WORK TO COMPLETE:
Give a verbatim copy of the lines below, minus the pictures.

-- begin --

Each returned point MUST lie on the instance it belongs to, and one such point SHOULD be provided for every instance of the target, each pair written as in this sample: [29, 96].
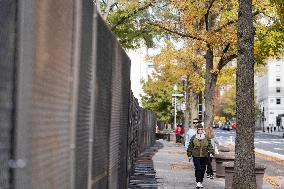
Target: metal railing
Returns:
[68, 118]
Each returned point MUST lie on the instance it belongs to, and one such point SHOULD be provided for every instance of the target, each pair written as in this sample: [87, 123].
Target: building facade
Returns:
[269, 90]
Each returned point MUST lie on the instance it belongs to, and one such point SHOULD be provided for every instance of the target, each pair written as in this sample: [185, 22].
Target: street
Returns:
[264, 142]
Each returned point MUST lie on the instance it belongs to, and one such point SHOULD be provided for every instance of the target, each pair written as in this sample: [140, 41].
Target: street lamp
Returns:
[175, 104]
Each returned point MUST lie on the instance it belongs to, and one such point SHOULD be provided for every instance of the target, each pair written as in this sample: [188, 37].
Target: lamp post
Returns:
[175, 107]
[175, 95]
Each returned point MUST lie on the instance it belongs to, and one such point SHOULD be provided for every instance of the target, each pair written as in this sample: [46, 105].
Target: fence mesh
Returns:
[7, 42]
[61, 109]
[84, 109]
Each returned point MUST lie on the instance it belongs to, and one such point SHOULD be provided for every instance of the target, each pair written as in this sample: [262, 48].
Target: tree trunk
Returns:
[194, 105]
[210, 85]
[187, 111]
[244, 177]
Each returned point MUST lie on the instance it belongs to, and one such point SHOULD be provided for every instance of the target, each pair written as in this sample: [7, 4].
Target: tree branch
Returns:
[225, 60]
[233, 22]
[206, 16]
[171, 30]
[123, 19]
[109, 7]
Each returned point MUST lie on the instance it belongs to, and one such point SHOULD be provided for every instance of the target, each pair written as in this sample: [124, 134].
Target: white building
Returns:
[270, 94]
[140, 70]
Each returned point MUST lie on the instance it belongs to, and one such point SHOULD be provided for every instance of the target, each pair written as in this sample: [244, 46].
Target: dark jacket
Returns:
[199, 148]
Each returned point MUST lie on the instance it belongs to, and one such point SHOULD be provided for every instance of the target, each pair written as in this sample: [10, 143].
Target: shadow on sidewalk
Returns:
[144, 175]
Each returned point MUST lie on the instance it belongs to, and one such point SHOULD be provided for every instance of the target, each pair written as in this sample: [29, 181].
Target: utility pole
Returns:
[175, 104]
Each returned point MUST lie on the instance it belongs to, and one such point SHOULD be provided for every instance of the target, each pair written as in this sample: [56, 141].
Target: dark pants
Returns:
[200, 167]
[209, 169]
[178, 137]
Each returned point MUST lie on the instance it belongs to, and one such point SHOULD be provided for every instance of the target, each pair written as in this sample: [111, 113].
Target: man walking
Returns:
[198, 148]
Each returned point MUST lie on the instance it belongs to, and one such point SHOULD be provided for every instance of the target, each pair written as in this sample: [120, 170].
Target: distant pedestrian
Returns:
[178, 133]
[191, 132]
[210, 135]
[198, 148]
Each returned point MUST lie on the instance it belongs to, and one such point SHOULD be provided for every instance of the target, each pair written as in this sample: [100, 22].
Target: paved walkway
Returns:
[173, 171]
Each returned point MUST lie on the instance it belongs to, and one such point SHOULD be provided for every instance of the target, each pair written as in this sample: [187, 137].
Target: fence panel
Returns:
[44, 94]
[102, 104]
[72, 83]
[7, 63]
[84, 108]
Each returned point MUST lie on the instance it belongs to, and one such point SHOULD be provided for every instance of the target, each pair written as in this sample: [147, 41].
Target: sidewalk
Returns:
[276, 133]
[173, 171]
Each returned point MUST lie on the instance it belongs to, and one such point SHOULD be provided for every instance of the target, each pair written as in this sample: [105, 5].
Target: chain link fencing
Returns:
[68, 118]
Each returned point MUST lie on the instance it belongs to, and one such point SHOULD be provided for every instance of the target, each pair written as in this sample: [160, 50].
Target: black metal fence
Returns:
[68, 118]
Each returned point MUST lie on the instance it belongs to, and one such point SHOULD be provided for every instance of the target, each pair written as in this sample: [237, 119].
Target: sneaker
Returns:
[199, 185]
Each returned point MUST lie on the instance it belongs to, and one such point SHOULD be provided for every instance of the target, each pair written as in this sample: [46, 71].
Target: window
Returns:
[278, 68]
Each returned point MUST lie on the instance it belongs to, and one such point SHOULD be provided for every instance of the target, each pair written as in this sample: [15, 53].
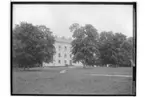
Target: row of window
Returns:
[64, 48]
[65, 55]
[59, 61]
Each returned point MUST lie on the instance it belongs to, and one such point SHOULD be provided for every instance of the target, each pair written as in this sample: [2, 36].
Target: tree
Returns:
[32, 45]
[85, 44]
[115, 49]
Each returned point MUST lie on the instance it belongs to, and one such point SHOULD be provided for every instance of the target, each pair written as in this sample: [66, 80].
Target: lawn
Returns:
[73, 81]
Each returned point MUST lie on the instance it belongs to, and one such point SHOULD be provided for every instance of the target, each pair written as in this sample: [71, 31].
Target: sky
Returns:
[116, 18]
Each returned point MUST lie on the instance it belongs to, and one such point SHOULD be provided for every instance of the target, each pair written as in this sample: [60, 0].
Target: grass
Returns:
[74, 81]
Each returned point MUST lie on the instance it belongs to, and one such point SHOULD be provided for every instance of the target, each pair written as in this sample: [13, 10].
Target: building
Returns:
[63, 56]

-- end --

SOLUTION FOR THIS TASK:
Each returned point MUST lie on the instance it belongs to, and one such point SHOULD be provided for every instance of the target, each pair written as in this sample: [29, 96].
Target: metal railing
Returns:
[68, 118]
Each returned point MUST lie on the instance it belongs to, and one such point SHOULD be provided for every instance of the target, each pair written as in this sample: [87, 123].
Target: building facade
Returns:
[269, 90]
Each returned point MUST lie on the instance it belongs to, and one such point SHOULD be provided for every instance of the target, each pair written as in this sample: [185, 22].
Target: street
Returns:
[264, 142]
Each returned point MUST lie on the instance it belongs to, and one such point SHOULD be provided for every instance of the target, each pair written as in this sample: [140, 41].
Target: street lamp
Returns:
[175, 104]
Each returned point MUST lie on the instance it belongs to, and one such point SHOULD be provided for every instance of the target, each pair written as in this sample: [188, 37].
Target: lamp post
Returns:
[175, 107]
[175, 95]
Each returned point MUST lie on the instance it belongs to, and one such point SHOULD be provided for every instance of the target, each pair written as in this sample: [46, 105].
Target: fence mesh
Returns:
[7, 42]
[61, 109]
[84, 109]
Each returned point MUST lie on the instance it belongs to, and one such point SHOULD be provided for every instance of the target, each pair written as in this sample: [262, 48].
Target: tree trunk
Returns:
[194, 105]
[210, 85]
[187, 111]
[244, 177]
Each returned point MUST lie on the instance it belongs to, and one such point SHOULD be provided for every instance of the target, each pair written as in this sample: [7, 4].
Target: tree branch
Returns:
[225, 60]
[233, 22]
[206, 16]
[171, 30]
[123, 19]
[109, 7]
Each returned point MUST lie on the instance it belongs to, and one such point SHOULD be provided for every instance of the target, each pair written as in this sample: [124, 134].
Target: white building
Returns:
[270, 94]
[140, 70]
Each returned point MUST lie on the instance it belongs to, and one such point SHOULD be provided for every instance of the target, each pair written as in this sample: [244, 46].
Target: dark jacket
Returns:
[199, 148]
Each returned point MUST lie on the instance it belongs to, and one such point SHOULD be provided for every instance of the target, each pair written as in this sample: [10, 143].
Target: shadow on sidewalk
Returns:
[144, 175]
Each returned point MUST lie on the instance it belongs to, and one such point SHOULD be provided for every instance of the target, each pair written as in this sample: [29, 181].
Target: utility pole
Returns:
[175, 104]
Each returned point MUST lie on the instance it belongs to, and one such point SHOULD be provided for every instance of the target, each pair written as in this sample: [56, 141].
Target: dark pants
Returns:
[200, 167]
[209, 169]
[178, 137]
Each returned point MUST lie on the instance it belongs to, and one such point SHOULD be provided for every instance of the target, each pair written as in this sample: [111, 113].
Target: man walking
Returns:
[198, 148]
Each returned point MUST lie on the instance it belongs to, and one such point SHOULD be provided for every instance of the target, each pair written as in this sample: [120, 170].
Target: distant pedestrian
Returns:
[178, 133]
[191, 132]
[210, 135]
[198, 148]
Each returned point MUST lie on the instance it belongs to, and one such point SHOULD be provided for every instance of the target, each pair written as in this sample: [100, 22].
Target: paved walkway
Returns:
[173, 171]
Each returned point MUST lie on the instance it belongs to, and one such point SHOULD be provided for every instance of the target, each pair written as in this sample: [187, 137].
Target: fence panel
Returns:
[44, 94]
[102, 104]
[72, 83]
[7, 63]
[84, 108]
Each returned point MUST lie on the instance it belongs to, and one such point SHOULD be provided for every instance of the target, each pair written as in this sample: [147, 41].
Target: sidewalk
Returns:
[276, 133]
[173, 171]
Each returned point MUST lie on the instance it belongs to, and one such point SHOULD be provided for every instance of the target, each pair written as in this sample: [105, 5].
Target: chain link fencing
Returns:
[68, 118]
Each returned point MUST lie on the instance it belongs to, and one such point SHOULD be provided for every instance of the target, each pair written as in this sample: [160, 50].
Target: black metal fence
Returns:
[68, 118]
Each returned point MUST lie on the instance it belongs to, and one such point SHOULD be provided for every instance of the target, each pair written as in this sample: [237, 119].
Target: sneaker
Returns:
[199, 185]
Each returned point MUST lie on the instance it belongs to, and one such point SHOULD be provided for every instance of the target, each pair written as in this sample: [46, 71].
Target: window
Returns:
[278, 68]
Each returned point MUST lie on the instance it belongs to, and one such point SHOULD be provided for every instance of the target, each pair written as in this sample: [15, 53].
Target: row of window
Returns:
[64, 48]
[65, 55]
[59, 61]
Each returned point MUST lie on the instance it belongs to, and one such point SHOULD be provided for every instance of the target, each pair written as in this sample: [2, 36].
Target: tree
Returns:
[32, 45]
[85, 44]
[115, 49]
Each returned point MUST lie on the instance it belongs to, and one such point SHOULD be provided for every instance of the target, each pair written as in this sample: [66, 80].
Target: lawn
Returns:
[73, 81]
Each returned point MUST lie on the instance it belongs to, and one such point SHOULD be provided for every instance of the target, each pair written as in this sample: [71, 31].
Target: sky
Returns:
[116, 18]
Each returned point MUST lie on the instance it belongs to, and one such point SHOULD be provided for every instance of the target, each pair written as in this sample: [60, 0].
Target: grass
Returns:
[74, 81]
Each returned point MUST lie on the instance it belongs to, and one such point SHOULD be provided for every instance of the target, each pair written as in this sample: [13, 10].
Target: building
Returns:
[63, 56]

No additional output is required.